---- Data for this exercise
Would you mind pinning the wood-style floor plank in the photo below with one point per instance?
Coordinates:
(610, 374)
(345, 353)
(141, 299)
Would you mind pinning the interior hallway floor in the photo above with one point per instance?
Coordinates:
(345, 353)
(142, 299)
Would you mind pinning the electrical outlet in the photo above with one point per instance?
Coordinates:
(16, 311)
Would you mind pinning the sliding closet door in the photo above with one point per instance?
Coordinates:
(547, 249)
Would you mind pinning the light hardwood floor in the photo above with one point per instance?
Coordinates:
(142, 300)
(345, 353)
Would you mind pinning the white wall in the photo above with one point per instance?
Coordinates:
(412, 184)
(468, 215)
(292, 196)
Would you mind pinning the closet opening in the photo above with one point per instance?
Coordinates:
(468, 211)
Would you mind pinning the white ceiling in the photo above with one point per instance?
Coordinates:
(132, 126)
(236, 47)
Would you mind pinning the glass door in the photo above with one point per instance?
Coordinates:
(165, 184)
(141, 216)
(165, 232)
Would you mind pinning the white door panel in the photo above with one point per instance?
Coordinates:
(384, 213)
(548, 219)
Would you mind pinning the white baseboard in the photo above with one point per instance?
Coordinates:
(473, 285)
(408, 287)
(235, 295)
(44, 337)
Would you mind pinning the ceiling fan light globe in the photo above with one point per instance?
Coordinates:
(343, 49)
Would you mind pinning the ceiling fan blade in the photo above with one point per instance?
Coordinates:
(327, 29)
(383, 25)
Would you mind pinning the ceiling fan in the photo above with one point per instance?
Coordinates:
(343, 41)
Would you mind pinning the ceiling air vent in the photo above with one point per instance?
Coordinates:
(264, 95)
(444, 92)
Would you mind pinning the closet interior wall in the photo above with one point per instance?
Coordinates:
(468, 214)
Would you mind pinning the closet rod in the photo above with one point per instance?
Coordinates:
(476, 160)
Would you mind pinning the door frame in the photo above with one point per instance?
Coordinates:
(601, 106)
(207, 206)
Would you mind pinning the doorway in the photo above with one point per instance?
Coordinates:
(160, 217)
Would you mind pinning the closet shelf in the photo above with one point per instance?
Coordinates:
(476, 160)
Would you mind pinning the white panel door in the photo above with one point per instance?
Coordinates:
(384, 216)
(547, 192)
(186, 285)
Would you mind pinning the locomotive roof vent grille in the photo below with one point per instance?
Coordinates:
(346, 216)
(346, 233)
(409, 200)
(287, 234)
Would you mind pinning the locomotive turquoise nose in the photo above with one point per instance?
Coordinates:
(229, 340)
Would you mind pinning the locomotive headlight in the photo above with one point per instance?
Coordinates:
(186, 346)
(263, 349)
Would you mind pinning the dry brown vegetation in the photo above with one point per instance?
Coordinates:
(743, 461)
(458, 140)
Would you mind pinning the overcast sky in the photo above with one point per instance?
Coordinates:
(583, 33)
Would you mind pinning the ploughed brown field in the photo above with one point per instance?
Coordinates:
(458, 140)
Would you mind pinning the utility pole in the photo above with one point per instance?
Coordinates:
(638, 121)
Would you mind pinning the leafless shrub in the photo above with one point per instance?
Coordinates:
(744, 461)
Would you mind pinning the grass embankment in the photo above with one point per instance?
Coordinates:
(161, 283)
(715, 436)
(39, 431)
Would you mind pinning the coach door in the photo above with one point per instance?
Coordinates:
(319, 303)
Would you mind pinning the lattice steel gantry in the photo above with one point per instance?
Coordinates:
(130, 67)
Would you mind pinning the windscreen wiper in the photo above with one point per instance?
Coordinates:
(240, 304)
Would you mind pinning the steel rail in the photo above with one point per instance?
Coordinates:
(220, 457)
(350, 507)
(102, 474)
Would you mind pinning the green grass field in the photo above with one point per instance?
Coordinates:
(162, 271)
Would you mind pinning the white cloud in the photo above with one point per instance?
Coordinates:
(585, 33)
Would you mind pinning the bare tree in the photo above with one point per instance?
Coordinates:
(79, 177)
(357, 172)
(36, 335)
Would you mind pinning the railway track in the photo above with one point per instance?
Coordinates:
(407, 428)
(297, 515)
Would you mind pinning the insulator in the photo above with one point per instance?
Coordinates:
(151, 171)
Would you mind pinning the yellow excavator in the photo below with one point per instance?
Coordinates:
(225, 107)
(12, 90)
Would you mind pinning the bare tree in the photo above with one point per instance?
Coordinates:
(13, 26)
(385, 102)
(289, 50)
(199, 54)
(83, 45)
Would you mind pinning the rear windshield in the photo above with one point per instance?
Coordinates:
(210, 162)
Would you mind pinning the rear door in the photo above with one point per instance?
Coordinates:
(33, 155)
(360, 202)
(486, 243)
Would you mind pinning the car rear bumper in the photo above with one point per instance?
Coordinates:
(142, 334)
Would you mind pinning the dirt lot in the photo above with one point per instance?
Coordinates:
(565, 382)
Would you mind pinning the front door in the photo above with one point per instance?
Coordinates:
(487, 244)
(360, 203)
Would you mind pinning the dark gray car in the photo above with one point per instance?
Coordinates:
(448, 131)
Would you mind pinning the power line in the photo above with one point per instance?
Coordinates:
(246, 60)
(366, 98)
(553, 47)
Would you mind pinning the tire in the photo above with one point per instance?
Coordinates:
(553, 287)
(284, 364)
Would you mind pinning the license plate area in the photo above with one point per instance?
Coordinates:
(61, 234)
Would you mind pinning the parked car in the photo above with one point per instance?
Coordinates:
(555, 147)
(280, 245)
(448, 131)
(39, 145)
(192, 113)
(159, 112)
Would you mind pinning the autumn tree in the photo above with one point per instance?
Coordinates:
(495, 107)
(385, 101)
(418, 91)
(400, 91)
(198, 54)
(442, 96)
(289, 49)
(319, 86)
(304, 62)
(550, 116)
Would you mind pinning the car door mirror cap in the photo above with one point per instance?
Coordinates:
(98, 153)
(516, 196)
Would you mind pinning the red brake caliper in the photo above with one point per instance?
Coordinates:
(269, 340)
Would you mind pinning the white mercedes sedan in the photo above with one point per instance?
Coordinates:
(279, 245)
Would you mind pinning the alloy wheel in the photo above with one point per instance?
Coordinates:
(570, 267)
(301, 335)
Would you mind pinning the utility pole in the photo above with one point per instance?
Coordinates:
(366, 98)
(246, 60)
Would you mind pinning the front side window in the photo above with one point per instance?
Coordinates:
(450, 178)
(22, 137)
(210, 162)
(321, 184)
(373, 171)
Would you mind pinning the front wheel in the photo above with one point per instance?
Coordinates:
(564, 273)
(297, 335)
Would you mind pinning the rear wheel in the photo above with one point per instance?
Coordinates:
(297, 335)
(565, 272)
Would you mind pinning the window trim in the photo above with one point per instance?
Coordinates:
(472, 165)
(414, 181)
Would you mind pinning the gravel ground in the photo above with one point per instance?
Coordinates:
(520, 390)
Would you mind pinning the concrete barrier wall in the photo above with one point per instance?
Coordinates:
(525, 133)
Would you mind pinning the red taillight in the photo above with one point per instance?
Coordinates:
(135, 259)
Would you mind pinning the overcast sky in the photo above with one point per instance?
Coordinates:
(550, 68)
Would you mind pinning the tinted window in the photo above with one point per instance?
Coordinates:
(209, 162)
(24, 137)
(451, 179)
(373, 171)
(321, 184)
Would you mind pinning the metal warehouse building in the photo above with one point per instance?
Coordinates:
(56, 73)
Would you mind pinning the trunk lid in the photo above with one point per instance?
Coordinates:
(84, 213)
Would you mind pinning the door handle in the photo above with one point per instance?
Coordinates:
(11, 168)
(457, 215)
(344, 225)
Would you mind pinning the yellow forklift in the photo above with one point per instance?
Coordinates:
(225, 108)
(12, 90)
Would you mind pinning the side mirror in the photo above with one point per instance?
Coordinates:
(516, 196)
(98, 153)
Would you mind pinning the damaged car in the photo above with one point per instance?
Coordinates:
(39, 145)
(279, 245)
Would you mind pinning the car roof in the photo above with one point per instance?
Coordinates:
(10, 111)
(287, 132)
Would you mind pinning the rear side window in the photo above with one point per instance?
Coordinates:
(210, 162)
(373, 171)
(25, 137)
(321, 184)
--------
Written exercise:
Extract the closing run of lines, starting with the one containing "Would you mind pinning the trunk" and ending at the last, exactly as written.

Output:
Would you mind pinning the trunk lid in the photo above with one point per instance?
Coordinates:
(84, 213)
Would you mind pinning the door handle in the photo above with one point per instance?
Coordinates:
(11, 168)
(457, 215)
(344, 225)
Would you mind pinning the yellow forklift in the photo above with one point per instance?
Coordinates:
(225, 108)
(12, 90)
Would you mind pinning the side mirror in the photo above with one point per instance?
Coordinates:
(516, 196)
(98, 153)
Would you mind pinning the damaged car in the photo above with one point per instance?
Coordinates:
(39, 145)
(279, 245)
Would you mind pinning the car roof in the photo above with one point per instance?
Coordinates:
(10, 111)
(287, 132)
Would you mind pinning the rear side window in the photo above with one point per instance?
Coordinates:
(210, 162)
(373, 171)
(25, 137)
(321, 184)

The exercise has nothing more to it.